··· Given data ···

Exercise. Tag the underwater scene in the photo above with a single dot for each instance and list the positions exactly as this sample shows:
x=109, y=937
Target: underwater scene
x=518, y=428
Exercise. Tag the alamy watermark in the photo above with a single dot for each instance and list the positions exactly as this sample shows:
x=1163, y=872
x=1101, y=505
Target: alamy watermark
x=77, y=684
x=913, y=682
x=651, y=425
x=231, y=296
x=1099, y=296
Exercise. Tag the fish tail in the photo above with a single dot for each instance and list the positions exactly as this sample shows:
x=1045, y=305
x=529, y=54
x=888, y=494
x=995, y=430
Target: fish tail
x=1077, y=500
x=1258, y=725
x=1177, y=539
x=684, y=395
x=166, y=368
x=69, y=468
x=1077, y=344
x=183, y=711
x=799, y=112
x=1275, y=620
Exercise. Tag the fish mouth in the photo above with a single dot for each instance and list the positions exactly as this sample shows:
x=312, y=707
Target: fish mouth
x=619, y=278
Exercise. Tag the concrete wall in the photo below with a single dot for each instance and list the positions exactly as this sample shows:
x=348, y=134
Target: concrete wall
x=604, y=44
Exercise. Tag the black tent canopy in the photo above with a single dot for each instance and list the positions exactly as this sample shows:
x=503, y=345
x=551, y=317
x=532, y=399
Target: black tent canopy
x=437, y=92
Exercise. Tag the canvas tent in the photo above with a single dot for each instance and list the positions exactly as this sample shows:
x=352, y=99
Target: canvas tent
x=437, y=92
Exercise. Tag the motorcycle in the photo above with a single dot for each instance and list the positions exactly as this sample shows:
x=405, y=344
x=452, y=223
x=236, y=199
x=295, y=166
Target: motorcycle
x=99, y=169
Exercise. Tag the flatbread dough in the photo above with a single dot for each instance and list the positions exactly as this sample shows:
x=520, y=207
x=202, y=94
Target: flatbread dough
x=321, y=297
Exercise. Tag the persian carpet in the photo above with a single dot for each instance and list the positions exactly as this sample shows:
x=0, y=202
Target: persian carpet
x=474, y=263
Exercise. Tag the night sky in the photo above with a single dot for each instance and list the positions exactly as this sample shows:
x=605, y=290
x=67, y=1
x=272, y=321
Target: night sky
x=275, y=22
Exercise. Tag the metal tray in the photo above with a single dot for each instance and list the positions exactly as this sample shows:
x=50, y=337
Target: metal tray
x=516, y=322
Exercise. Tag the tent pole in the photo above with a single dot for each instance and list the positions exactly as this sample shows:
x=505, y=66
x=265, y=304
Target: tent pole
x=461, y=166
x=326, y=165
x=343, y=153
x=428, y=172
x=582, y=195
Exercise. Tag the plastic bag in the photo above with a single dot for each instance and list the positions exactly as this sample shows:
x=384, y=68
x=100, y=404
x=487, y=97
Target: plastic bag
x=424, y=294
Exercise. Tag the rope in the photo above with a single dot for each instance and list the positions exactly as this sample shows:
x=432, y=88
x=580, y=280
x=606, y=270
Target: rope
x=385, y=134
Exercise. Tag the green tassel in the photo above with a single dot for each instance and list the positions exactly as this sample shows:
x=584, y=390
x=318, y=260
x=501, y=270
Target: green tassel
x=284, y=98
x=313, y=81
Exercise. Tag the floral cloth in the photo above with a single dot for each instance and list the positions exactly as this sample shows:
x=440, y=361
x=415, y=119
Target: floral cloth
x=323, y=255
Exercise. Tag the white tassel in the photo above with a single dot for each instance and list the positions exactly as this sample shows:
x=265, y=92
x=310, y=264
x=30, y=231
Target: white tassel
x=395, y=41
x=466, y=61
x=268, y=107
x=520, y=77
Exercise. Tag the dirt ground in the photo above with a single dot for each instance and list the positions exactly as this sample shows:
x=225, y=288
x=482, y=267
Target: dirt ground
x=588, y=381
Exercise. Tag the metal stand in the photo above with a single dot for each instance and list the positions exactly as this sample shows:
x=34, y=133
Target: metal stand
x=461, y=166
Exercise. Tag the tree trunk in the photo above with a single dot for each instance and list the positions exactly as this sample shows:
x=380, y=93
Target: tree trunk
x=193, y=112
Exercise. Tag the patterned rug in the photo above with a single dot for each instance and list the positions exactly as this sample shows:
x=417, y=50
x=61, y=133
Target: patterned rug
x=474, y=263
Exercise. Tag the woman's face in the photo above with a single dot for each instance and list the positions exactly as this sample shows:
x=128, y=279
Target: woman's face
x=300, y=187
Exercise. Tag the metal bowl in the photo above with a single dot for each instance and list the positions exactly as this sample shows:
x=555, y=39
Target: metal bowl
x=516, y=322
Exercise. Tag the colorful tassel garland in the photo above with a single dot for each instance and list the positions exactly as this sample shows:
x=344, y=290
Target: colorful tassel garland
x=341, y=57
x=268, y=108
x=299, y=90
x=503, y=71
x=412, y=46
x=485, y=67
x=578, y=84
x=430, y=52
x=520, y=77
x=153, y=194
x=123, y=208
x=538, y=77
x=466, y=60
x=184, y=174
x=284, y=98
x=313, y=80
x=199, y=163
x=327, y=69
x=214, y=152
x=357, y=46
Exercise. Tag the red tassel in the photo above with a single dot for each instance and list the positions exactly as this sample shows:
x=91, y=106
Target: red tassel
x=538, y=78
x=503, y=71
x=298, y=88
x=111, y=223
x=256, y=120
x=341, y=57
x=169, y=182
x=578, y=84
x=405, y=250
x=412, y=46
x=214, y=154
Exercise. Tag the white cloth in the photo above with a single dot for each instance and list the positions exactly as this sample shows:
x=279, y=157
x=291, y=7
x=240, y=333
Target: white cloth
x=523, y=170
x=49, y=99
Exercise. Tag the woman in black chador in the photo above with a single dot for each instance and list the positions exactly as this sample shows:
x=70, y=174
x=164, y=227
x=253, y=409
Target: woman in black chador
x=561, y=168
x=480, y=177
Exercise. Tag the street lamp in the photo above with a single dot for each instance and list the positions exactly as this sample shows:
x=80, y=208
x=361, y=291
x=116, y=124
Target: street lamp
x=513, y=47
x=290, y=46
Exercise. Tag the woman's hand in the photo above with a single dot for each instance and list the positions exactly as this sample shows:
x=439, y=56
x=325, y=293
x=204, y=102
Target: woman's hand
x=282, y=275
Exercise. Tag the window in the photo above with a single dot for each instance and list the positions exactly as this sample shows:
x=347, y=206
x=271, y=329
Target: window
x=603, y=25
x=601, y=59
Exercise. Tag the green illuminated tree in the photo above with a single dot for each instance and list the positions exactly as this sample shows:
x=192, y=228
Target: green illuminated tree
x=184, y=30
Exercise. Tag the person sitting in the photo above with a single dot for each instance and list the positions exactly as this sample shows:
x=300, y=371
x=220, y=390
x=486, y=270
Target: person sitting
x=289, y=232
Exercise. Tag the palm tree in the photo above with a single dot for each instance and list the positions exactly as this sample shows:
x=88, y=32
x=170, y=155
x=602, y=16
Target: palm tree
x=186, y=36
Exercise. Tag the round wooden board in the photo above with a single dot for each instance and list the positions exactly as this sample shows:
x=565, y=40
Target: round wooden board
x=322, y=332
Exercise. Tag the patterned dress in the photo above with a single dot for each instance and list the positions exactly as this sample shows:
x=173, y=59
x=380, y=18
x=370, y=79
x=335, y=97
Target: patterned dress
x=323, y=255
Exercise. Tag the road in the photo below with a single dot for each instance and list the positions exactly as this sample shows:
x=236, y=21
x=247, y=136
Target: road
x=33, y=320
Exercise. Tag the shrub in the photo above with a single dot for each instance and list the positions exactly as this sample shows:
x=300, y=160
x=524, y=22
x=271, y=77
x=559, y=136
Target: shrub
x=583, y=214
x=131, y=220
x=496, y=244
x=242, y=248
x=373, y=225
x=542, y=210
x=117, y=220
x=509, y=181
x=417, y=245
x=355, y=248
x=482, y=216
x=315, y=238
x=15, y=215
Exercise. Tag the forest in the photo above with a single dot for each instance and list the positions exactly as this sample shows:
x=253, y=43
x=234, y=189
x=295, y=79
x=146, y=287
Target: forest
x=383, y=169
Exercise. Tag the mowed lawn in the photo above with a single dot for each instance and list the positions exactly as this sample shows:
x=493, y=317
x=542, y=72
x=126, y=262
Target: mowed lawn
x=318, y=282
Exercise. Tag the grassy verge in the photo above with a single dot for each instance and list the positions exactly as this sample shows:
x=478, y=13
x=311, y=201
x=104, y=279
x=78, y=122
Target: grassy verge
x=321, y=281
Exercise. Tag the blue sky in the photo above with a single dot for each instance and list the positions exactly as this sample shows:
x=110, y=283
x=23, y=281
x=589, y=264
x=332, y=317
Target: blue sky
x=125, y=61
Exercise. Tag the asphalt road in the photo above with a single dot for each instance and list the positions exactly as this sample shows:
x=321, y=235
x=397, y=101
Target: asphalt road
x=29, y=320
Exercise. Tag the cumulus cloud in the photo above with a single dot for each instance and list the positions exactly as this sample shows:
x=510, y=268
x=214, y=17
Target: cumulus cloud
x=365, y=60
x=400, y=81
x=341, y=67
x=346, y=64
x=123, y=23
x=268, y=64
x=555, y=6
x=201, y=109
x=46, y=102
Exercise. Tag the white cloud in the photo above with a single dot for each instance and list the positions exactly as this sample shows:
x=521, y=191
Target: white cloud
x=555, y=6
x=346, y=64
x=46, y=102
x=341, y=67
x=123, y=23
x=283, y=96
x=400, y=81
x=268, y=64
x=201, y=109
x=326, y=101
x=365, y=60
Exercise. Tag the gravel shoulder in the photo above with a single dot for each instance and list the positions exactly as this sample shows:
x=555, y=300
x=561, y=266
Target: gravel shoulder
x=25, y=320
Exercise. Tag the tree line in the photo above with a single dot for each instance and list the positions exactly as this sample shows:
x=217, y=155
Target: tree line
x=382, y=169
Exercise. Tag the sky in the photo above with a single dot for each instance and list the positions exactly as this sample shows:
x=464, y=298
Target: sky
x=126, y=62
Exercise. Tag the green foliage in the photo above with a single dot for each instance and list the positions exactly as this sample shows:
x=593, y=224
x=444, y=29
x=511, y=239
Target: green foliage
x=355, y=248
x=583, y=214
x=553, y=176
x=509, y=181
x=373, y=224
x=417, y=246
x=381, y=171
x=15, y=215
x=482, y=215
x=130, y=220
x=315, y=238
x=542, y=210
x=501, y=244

···

**What the task requires**
Include in the answer nothing but an exact repetition of the lines from the one with "Exercise. Tag the sky" through the end of the material.

**Solution to the problem**
Exercise. Tag the sky in the photo above with a single dot for each instance and list the positions exactly as this sample shows:
x=464, y=298
Target: sky
x=126, y=62
Exercise. Tag the green foliage in the photo above with a single dot for each instance and list the positions exactly as this sample shows:
x=593, y=224
x=444, y=29
x=511, y=239
Target: green foliage
x=355, y=248
x=583, y=214
x=553, y=176
x=509, y=181
x=373, y=224
x=417, y=246
x=381, y=171
x=15, y=215
x=482, y=215
x=130, y=220
x=315, y=238
x=542, y=210
x=501, y=244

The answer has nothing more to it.